Judge was a weekly satirical magazine published in the United States from 1881 to 1947. It was launched by artists who had seceded from its rival Puck. The founders included cartoonist James Albert Wales, dime novels publisher Frank Tousey and author George H. Jessop.

History and profile

The first printing of Judge was on October 29, 1881, during the Long Depression. It was 16 pages long and printed on quarto paper. While it did well initially, it soon had trouble competing with Puck.  William J. Arkell purchased the magazine in the middle 1880s. Arkell used his considerable wealth to persuade the cartoonists Eugene Zimmerman ("Zim") and Bernhard Gillam to leave Puck. A supporter of the Republican Party, Arkell persuaded his cartoonists to attack the Democratic administration of Grover Cleveland. With GOP aid, Judge boomed during the '80s and '90s, surpassing its rival publication in content and circulation. By the early 1890s, the circulation of the magazine reached 50,000.

Under the editorial leadership of Isaac Gregory, (1886–1901), Judge further allied with the Republican Party and supported the candidacy of William McKinley largely through the cartoons of cartoonists Victor Gillam and Grant E. Hamilton. Circulation for Judge was about 85,000 in the 1890s. By the 1900s, the magazine had become successful, reaching a circulation of 100,000 by 1912.
Edward Anthony was an editor in the early 1920s. Anthony was later co-author of Frank Buck's first two books, Bring 'em Back Alive and Wild Cargo.

Harold Ross was an editor of Judge between April 5 and August 2, 1924. He used the experience on the magazine to start his own in 1925, The New Yorker.

□ □ □ □

Task set:
• a. Print the stretch from "History and profile" through "magazine reached 50,000." in the Judge magazine history word for word.
• b. Please continue the Judge magazine history after its last sentence.

□ □ □ □

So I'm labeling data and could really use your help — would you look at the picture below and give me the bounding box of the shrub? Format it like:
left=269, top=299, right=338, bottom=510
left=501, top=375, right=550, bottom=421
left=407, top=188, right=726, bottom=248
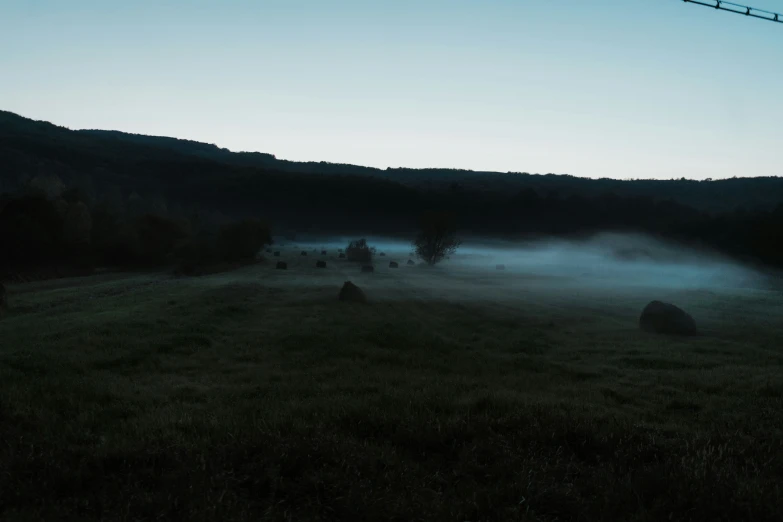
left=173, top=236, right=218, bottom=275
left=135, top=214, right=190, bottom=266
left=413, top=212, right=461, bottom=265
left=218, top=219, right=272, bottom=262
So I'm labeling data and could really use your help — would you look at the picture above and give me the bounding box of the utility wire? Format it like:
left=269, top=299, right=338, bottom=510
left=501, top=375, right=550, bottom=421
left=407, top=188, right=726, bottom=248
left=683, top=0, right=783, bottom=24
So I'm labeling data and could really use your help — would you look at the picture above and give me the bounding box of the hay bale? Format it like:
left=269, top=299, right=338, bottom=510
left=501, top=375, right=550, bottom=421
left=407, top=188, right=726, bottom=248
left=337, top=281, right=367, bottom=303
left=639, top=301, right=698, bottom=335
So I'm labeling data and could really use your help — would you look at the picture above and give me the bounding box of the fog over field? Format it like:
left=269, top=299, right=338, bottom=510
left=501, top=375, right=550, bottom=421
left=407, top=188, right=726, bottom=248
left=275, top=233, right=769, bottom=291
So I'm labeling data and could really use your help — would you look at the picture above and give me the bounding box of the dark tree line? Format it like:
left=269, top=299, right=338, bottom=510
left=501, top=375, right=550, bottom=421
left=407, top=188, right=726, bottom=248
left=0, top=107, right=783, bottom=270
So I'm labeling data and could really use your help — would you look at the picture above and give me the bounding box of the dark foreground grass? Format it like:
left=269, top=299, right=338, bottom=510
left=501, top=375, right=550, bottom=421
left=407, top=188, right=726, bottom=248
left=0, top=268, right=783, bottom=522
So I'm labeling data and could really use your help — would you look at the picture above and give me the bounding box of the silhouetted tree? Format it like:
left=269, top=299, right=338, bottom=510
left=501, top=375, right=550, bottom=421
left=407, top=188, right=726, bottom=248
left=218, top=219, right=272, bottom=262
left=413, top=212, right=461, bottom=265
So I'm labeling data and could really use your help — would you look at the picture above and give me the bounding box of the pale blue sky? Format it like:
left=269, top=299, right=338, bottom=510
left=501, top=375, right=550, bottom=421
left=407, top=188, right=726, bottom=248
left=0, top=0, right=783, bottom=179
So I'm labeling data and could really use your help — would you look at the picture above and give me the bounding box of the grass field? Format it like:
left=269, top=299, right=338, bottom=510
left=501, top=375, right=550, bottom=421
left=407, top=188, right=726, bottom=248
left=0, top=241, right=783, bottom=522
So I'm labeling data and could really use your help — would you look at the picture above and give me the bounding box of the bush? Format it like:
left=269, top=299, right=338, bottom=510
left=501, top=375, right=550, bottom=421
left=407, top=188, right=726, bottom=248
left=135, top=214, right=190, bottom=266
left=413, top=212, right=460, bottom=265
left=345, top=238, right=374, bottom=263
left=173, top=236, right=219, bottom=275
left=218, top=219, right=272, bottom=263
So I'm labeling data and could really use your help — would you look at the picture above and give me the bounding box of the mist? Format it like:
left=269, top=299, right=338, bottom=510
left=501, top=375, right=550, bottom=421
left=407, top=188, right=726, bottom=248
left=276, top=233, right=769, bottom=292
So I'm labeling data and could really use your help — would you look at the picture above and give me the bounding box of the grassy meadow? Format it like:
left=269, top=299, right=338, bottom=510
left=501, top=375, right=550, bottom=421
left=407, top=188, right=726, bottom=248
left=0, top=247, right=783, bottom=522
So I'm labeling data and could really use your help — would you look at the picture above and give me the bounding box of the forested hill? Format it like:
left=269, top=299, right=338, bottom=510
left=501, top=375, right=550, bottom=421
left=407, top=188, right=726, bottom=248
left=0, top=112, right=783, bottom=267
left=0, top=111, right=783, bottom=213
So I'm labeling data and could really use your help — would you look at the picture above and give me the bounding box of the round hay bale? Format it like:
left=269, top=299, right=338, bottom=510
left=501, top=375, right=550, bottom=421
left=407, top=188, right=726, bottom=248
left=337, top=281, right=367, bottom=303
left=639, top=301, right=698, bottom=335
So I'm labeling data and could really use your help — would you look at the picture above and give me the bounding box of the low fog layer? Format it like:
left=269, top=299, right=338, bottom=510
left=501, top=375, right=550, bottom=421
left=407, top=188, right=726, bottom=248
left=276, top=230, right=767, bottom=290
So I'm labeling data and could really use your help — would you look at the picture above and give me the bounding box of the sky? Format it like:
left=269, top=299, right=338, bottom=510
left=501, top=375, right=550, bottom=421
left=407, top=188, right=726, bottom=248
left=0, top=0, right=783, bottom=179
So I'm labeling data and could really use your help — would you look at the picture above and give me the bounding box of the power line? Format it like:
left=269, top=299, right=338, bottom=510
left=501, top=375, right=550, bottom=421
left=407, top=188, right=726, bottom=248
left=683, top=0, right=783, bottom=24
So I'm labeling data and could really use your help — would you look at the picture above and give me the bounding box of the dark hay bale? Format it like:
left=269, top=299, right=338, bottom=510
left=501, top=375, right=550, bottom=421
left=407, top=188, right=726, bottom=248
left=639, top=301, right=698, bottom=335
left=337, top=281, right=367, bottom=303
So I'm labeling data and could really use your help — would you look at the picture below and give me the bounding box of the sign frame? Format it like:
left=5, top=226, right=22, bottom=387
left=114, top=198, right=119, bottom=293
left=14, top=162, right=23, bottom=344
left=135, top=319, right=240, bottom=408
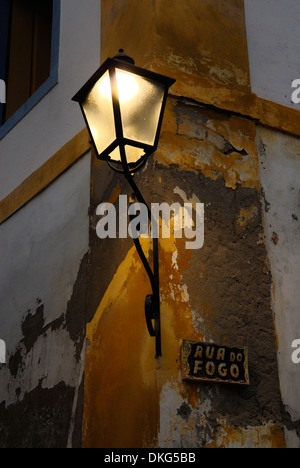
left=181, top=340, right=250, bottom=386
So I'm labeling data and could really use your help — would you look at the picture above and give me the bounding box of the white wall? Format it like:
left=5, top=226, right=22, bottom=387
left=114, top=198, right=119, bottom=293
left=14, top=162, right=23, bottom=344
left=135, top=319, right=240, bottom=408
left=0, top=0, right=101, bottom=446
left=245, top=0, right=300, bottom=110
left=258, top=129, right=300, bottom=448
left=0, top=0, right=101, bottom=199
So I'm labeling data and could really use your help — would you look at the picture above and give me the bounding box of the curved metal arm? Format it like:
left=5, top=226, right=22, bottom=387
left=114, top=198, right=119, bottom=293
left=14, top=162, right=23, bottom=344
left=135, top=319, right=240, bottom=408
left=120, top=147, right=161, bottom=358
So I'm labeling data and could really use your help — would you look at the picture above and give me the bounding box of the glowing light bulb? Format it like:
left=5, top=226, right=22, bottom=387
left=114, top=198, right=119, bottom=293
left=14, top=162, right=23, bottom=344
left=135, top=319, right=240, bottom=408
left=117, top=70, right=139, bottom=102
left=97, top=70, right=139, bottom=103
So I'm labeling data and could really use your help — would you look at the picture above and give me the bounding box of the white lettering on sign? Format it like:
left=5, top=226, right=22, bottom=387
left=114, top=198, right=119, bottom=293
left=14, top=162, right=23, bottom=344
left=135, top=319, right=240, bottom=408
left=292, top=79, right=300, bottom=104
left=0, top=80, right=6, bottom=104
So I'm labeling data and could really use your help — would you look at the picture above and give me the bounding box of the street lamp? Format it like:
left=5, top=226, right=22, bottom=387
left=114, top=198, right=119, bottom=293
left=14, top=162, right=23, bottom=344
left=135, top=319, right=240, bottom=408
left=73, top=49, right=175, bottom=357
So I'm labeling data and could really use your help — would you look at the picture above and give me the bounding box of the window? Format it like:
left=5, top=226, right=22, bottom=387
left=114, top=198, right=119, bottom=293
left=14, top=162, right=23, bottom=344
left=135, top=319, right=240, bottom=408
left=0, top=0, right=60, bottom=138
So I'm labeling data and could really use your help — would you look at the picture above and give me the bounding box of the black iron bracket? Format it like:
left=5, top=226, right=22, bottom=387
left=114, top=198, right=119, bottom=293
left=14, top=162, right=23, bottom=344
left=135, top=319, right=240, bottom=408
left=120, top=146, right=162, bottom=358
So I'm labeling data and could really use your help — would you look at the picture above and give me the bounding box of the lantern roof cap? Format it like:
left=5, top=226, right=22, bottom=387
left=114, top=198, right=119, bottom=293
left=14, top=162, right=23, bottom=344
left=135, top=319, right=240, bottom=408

□ □ □ □

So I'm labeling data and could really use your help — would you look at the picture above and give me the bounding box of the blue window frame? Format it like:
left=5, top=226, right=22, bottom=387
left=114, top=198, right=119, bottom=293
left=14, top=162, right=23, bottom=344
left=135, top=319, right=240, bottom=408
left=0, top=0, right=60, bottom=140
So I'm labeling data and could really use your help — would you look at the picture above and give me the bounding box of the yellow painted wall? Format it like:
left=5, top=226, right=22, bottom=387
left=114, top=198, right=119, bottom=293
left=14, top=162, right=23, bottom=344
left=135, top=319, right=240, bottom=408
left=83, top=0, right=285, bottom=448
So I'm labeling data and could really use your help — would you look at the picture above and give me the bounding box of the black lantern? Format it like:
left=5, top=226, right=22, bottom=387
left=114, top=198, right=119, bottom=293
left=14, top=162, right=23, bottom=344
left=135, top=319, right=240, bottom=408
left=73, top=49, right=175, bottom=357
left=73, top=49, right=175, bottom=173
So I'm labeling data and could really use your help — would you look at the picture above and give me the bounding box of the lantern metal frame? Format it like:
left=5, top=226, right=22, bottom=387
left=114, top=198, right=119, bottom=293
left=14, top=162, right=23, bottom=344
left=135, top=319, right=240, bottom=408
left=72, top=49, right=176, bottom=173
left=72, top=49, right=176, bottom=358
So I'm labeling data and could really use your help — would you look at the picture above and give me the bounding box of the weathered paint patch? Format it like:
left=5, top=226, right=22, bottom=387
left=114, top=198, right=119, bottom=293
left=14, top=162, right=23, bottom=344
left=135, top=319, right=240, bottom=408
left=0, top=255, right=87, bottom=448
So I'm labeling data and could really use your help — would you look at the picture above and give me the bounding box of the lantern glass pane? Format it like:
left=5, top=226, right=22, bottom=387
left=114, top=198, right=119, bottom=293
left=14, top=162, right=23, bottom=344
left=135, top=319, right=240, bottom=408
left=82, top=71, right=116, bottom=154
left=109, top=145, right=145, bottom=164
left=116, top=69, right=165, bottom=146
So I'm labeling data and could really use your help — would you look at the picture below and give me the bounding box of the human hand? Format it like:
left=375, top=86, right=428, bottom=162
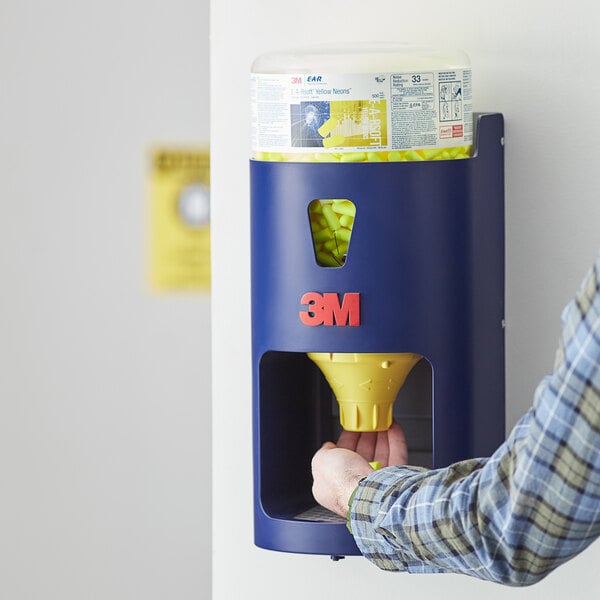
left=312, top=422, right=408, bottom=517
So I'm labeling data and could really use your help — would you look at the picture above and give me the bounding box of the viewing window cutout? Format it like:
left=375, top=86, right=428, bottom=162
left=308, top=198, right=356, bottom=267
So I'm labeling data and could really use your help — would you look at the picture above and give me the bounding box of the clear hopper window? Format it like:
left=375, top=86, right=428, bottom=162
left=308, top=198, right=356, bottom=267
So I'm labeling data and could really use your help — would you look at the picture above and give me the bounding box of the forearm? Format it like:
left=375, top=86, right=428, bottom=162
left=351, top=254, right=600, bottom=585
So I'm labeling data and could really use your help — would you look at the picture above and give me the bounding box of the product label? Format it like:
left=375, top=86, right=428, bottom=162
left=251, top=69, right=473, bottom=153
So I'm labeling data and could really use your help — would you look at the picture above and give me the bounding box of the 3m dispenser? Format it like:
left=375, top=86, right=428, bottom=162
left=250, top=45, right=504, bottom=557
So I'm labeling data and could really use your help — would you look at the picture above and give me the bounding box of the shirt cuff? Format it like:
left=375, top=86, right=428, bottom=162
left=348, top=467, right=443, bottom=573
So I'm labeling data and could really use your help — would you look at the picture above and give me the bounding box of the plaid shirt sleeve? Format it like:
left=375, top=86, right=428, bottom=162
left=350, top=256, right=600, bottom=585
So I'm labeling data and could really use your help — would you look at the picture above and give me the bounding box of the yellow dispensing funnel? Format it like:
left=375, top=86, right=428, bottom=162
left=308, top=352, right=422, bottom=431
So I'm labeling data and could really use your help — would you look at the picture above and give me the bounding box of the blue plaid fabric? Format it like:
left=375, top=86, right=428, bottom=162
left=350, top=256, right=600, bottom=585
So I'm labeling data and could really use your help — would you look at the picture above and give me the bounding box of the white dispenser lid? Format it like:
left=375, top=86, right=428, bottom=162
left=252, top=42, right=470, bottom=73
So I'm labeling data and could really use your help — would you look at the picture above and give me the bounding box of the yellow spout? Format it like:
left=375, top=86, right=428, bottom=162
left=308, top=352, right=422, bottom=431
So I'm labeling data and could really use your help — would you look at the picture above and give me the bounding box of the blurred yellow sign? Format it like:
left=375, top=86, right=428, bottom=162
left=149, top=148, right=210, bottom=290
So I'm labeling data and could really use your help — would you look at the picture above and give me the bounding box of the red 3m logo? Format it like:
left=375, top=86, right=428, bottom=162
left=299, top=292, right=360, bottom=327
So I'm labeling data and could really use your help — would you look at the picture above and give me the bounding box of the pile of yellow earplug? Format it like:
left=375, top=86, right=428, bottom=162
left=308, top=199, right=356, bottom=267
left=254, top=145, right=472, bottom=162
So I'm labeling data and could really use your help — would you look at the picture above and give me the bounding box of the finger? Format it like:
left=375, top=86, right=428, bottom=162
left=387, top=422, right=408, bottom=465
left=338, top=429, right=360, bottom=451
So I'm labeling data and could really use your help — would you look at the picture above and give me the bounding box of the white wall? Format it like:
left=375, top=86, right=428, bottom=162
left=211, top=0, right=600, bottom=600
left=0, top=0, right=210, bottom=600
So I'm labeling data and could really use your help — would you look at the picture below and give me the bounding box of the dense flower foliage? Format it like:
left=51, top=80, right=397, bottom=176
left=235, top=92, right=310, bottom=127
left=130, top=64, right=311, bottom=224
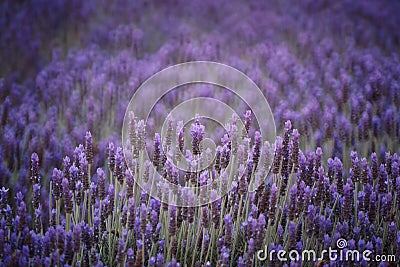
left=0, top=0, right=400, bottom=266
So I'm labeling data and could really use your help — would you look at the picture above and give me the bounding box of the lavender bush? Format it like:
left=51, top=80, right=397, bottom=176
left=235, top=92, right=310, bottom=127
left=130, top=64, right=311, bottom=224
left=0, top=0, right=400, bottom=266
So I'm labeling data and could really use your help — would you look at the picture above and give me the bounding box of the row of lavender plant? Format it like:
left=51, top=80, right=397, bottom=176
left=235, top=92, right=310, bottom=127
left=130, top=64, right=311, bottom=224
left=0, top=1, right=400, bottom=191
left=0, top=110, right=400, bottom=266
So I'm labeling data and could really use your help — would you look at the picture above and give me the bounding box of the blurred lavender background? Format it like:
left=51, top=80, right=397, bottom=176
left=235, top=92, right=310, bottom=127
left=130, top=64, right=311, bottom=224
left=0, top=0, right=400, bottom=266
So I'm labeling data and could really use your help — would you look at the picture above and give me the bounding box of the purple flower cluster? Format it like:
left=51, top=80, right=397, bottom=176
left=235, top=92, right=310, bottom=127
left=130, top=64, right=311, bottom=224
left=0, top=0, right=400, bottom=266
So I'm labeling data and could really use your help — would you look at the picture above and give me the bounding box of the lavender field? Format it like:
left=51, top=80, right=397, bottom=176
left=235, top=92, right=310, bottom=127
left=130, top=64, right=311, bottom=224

□ □ □ □

Answers for the tasks:
• a.
History and profile

The first printing of Judge was on October 29, 1881, during the Long Depression. It was 16 pages long and printed on quarto paper. While it did well initially, it soon had trouble competing with Puck.  William J. Arkell purchased the magazine in the middle 1880s. Arkell used his considerable wealth to persuade the cartoonists Eugene Zimmerman ("Zim") and Bernhard Gillam to leave Puck. A supporter of the Republican Party, Arkell persuaded his cartoonists to attack the Democratic administration of Grover Cleveland. With GOP aid, Judge boomed during the '80s and '90s, surpassing its rival publication in content and circulation. By the early 1890s, the circulation of the magazine reached 50,000.

• b.
The success of The New Yorker, as well as the Great Depression, put pressure on Judge. It became a monthly in 1932 and ceased circulation in 1947.

Judge was resurrected in October 1953 as a 32-page weekly. David N. Laux was President and Publisher with Mabel Search as editorial director and Al Catalano as art director. Contributors included Arthur L. Lippman and Victor Lasky. There were sections with light essays on sport, golf, horse racing, radio, theater, television, bridge and current books, along with submissions from college magazines, a crossword puzzle, single-panel cartoons and humorous pieces. There were several political sections; one-liners, cartoons and longer essays with mostly a conservative bent, in a style foreshadowing Emmett Tyrrell of today's The American Spectator.

A collection of Judge and Puck cartoons dating from 1887–1900 is maintained by the Special Collections Reference Center of The George Washington University. The collection is located in GW's Estelle and Melvin Gelman Library and is open to researchers.

Gallery

References

External links 

 Judge archived issues at HathiTrust 
 Judge v094 n2429 (1928-05-19)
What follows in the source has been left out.